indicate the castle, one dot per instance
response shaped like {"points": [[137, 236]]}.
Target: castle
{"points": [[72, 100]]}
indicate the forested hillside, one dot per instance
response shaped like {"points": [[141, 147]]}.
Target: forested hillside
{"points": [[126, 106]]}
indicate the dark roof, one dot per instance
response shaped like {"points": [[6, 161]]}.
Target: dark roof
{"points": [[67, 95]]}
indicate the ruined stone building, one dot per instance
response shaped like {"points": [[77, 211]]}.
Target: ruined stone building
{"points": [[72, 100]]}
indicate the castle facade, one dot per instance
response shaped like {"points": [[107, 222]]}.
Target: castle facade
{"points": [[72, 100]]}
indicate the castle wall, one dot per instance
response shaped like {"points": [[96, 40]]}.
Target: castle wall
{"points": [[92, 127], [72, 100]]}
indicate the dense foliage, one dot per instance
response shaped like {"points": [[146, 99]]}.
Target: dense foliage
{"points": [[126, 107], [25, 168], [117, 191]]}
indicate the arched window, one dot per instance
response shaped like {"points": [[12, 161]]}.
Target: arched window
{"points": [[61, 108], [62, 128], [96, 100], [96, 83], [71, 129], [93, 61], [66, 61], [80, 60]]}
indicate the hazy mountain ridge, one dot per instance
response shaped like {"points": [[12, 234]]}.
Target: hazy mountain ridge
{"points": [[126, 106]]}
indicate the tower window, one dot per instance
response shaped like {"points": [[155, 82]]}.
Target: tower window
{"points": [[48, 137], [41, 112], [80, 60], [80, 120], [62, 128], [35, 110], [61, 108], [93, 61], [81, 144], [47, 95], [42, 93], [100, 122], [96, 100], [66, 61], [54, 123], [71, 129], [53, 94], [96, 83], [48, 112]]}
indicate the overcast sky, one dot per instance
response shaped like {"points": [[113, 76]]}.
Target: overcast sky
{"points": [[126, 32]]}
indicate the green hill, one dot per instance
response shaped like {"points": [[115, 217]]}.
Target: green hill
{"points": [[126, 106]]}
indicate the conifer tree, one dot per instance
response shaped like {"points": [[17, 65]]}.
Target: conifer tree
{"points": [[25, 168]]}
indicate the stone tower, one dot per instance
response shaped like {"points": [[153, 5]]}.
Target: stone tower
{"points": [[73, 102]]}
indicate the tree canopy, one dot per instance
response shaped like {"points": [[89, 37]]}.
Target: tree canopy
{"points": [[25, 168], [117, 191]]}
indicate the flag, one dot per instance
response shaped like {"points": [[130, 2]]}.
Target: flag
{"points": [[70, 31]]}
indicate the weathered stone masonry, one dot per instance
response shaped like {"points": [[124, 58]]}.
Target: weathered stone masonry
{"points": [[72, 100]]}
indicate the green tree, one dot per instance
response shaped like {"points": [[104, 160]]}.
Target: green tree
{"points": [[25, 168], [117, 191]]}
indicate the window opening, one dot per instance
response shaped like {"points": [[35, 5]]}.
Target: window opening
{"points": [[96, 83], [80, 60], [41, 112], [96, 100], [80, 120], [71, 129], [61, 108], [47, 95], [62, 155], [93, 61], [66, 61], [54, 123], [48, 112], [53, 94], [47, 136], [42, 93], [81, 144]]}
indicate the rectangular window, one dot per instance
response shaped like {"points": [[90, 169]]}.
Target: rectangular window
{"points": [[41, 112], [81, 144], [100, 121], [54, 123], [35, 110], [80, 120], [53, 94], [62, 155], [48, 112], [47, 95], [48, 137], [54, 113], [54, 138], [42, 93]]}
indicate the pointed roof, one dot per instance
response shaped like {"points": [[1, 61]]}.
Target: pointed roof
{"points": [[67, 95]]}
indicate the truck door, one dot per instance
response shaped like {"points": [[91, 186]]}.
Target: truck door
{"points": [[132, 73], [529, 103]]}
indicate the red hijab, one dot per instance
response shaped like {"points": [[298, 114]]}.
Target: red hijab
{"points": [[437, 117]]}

- - - - - - -

◆ **What is being asked**
Quote all the records. Keep every word exact.

◆ **The answer**
indicate the castle, one dot per instance
response shaped like {"points": [[137, 236]]}.
Target: castle
{"points": [[72, 100]]}
indicate the forested hillside, one dot per instance
response shaped like {"points": [[141, 147]]}.
Target: forested hillside
{"points": [[126, 106]]}
indicate the dark roof, one dot per instance
response shaped like {"points": [[6, 161]]}.
Target: dark roof
{"points": [[67, 95]]}
indicate the ruined stone building, one dot per instance
response shaped like {"points": [[77, 211]]}.
Target: ruined stone building
{"points": [[72, 100]]}
indicate the castle facade, one dot per instance
response shaped like {"points": [[107, 222]]}.
Target: castle facade
{"points": [[72, 100]]}
indicate the castle wall, one dot per instance
response shaped like {"points": [[96, 40]]}.
Target: castle wall
{"points": [[92, 127], [72, 100]]}
indicate the dense foliage, one dot per instance
response shaped like {"points": [[146, 99]]}.
Target: dense foliage
{"points": [[126, 107], [25, 168], [117, 191]]}
indicate the arched window, one dot per instance
response shaped like {"points": [[12, 161]]}.
Target: arched window
{"points": [[61, 108], [62, 128], [96, 100], [96, 83], [71, 129], [93, 61], [66, 61], [80, 60]]}
indicate the hazy mountain ridge, one dot per instance
response shaped like {"points": [[12, 234]]}.
Target: hazy mountain ridge
{"points": [[126, 106]]}
indicate the tower window, one dot per instance
response shaped like {"points": [[155, 82]]}.
Target: tower window
{"points": [[48, 137], [41, 112], [80, 60], [80, 120], [62, 128], [35, 110], [61, 108], [93, 61], [81, 144], [47, 95], [42, 93], [100, 122], [96, 100], [66, 61], [54, 123], [71, 129], [53, 94], [96, 83], [48, 112]]}
indicate the overcast sky, one dot per instance
response shaped like {"points": [[113, 76]]}.
Target: overcast sky
{"points": [[126, 32]]}
indicate the green hill, one dot per instance
response shaped like {"points": [[115, 217]]}.
Target: green hill
{"points": [[126, 106]]}
indicate the conifer tree, one dot per instance
response shaped like {"points": [[17, 65]]}.
Target: conifer tree
{"points": [[25, 168]]}
indicate the stone tower, one dot per instance
response shaped like {"points": [[153, 5]]}.
Target: stone tower
{"points": [[73, 102]]}
indicate the tree canopy, one dot per instance
response shaped like {"points": [[89, 37]]}.
Target: tree canopy
{"points": [[25, 168], [117, 191]]}
indicate the flag, one dot per instance
response shaped like {"points": [[130, 2]]}.
Target: flag
{"points": [[70, 31]]}
indicate the weathered stone masonry, one dot per instance
response shaped like {"points": [[124, 58]]}.
Target: weathered stone masonry
{"points": [[72, 100]]}
indicate the green tree, one dot per instance
response shaped like {"points": [[104, 160]]}.
Target: green tree
{"points": [[25, 168], [117, 191]]}
indicate the window opening, one dot per instance
response shaped like {"points": [[35, 5]]}.
Target: window opening
{"points": [[96, 83], [80, 60], [41, 112], [96, 100], [80, 120], [71, 129], [61, 108], [47, 95], [62, 155], [93, 61], [66, 61], [54, 123], [48, 112], [53, 94], [47, 136], [42, 93], [81, 144]]}
indicate the rectangular window, one dot per instance
response shaped like {"points": [[90, 169]]}.
Target: rectangular window
{"points": [[41, 112], [81, 144], [100, 121], [54, 123], [35, 110], [80, 120], [53, 94], [62, 155], [48, 112], [47, 95], [48, 137], [54, 113], [54, 138], [42, 93]]}
indicate the pointed roof, one dot per instance
response shaped like {"points": [[1, 61]]}.
Target: pointed roof
{"points": [[67, 95]]}
indicate the truck door, one dot per instance
response shaped like {"points": [[91, 186]]}.
Target: truck door
{"points": [[132, 73], [529, 103]]}
indicate the red hijab, one dot per instance
response shaped like {"points": [[298, 114]]}.
Target: red hijab
{"points": [[437, 117]]}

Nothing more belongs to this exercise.